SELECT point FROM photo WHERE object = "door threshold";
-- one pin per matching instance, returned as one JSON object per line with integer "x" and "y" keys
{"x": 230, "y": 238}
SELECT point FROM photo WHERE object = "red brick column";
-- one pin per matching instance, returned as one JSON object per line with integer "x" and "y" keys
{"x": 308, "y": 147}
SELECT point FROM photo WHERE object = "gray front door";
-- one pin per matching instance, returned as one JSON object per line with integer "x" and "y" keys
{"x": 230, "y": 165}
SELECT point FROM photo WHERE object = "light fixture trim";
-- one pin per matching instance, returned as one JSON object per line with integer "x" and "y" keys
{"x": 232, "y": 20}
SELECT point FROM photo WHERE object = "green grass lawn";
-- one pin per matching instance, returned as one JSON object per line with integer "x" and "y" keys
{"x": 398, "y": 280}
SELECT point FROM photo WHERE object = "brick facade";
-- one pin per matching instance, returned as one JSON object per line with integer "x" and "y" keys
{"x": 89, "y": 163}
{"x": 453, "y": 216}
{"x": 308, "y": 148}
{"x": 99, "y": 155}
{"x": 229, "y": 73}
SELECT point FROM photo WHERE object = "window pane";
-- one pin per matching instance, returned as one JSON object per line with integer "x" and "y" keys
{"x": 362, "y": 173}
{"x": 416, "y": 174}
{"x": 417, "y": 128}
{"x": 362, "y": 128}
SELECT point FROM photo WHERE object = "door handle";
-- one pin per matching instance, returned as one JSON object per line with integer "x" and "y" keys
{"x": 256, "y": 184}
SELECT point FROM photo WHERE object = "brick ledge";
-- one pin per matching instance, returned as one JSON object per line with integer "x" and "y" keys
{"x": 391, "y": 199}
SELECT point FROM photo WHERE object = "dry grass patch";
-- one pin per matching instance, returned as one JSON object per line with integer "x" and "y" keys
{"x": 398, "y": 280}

+---+

- To be done: Select every line of the entries above that contains the string "grass" and copy each one unchanged.

- Problem solution:
SELECT point FROM photo WHERE object = "green grass lawn";
SELECT point FROM photo WHERE object = "dry grass patch";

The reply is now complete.